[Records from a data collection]

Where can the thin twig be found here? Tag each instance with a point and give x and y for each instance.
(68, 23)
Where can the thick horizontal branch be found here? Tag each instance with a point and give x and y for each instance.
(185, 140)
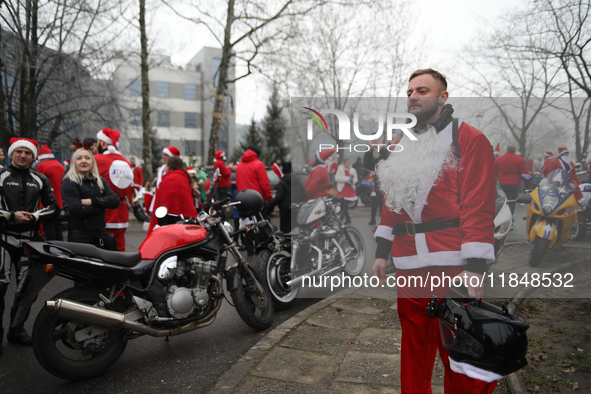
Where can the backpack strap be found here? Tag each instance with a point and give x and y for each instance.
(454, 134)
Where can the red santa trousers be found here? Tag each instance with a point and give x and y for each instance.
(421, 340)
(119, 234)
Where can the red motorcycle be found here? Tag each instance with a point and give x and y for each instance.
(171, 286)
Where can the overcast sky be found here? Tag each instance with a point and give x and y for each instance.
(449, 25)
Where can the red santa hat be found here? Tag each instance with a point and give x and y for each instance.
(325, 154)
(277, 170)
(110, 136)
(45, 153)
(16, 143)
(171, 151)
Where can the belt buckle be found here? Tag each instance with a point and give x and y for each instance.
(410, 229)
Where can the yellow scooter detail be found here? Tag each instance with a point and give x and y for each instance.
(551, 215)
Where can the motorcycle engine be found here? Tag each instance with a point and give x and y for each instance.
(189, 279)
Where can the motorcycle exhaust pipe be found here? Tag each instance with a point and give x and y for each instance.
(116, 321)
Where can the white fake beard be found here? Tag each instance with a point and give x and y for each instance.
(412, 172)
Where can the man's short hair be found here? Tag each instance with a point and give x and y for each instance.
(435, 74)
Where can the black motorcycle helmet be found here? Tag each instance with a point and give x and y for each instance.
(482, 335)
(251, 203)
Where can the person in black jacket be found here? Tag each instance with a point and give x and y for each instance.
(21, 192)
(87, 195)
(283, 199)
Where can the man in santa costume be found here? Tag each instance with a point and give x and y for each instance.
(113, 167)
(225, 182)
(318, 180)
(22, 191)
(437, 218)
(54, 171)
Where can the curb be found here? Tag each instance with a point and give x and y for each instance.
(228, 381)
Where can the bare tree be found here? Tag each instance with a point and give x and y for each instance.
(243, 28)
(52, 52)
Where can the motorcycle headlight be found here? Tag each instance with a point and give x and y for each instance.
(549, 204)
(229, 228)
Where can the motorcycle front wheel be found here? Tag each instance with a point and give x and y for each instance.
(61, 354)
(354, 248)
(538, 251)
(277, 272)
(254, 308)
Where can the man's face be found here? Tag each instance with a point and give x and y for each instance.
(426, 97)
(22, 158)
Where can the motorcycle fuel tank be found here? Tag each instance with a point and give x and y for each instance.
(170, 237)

* * *

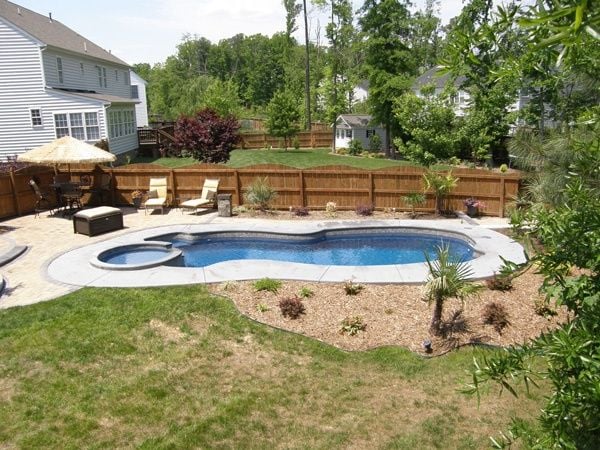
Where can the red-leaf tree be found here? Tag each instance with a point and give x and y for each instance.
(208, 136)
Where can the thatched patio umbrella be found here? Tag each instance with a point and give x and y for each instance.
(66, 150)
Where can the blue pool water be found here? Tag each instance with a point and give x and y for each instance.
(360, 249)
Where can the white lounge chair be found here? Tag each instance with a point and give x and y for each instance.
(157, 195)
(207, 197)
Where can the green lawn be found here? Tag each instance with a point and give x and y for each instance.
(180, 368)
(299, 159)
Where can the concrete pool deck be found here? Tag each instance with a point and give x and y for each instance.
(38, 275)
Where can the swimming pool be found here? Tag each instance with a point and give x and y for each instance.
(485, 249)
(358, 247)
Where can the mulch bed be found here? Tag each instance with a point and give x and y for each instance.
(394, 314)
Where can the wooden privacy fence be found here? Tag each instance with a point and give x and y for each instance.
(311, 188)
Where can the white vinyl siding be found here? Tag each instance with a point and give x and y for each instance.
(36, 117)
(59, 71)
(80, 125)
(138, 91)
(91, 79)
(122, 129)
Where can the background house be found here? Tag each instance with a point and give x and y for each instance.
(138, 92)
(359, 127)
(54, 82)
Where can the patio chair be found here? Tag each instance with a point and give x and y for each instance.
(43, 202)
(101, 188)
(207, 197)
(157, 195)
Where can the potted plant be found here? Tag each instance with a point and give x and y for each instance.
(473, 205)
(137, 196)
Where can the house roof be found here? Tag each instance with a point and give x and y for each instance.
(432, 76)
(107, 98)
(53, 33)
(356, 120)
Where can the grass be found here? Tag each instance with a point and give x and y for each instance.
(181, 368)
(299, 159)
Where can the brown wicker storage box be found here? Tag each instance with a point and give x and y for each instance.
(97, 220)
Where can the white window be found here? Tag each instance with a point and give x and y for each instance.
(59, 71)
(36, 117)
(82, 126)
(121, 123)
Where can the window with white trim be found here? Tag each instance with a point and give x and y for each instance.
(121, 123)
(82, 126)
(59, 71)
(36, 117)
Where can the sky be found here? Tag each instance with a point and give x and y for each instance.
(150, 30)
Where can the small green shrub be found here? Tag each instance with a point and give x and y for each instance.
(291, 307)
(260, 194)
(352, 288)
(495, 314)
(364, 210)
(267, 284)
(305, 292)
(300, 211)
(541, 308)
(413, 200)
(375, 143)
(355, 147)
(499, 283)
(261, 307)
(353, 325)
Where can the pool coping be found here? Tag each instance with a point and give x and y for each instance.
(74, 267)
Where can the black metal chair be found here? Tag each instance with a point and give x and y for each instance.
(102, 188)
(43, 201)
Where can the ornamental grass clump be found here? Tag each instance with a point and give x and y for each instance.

| REQUEST |
Reproduce the stretch of data from the line containing "Where can the house" through the line containing "Where can the ornamental", requests included, and scale every x and y point coordinate by 0.75, rounding each result to a whole number with halves rounded up.

| SOLUTION |
Where can the house roof be found here? Tag each instance with a point and give x and y for each instance.
(324, 57)
(80, 74)
(40, 25)
(267, 90)
Where can the grass be found here? Tag each instance with a point and give x and y for each instance.
(136, 276)
(224, 119)
Where can the brown wicker storage box be found here? Tag each instance with a point and give x and y for each instance.
(73, 165)
Where can the white window be found here? Tag each instance with a point and give x and y for each instance.
(44, 53)
(27, 88)
(62, 95)
(91, 92)
Where can the window with white trim be found here? Tag each instance with a point and give x and y for each instance.
(91, 92)
(62, 95)
(44, 53)
(27, 88)
Where can the sky be found here? Tag each instance with a point and give x and y for each instance.
(113, 23)
Where can the small green shrub be found here? Tag each instance with a point and give x and y for each instance.
(218, 230)
(195, 146)
(264, 216)
(371, 236)
(273, 158)
(200, 213)
(229, 219)
(225, 158)
(406, 231)
(310, 150)
(281, 107)
(266, 110)
(374, 212)
(196, 230)
(265, 244)
Where can the pool coping be found here? Tag each instance with a point and give x and y for each instance.
(56, 200)
Where can the black metal chair be found here? Tag each instance with a point and give x and y for each instance.
(77, 141)
(32, 151)
Where can the ornamental grass clump be found here? Tag each instance with a point and give x and y for each instance.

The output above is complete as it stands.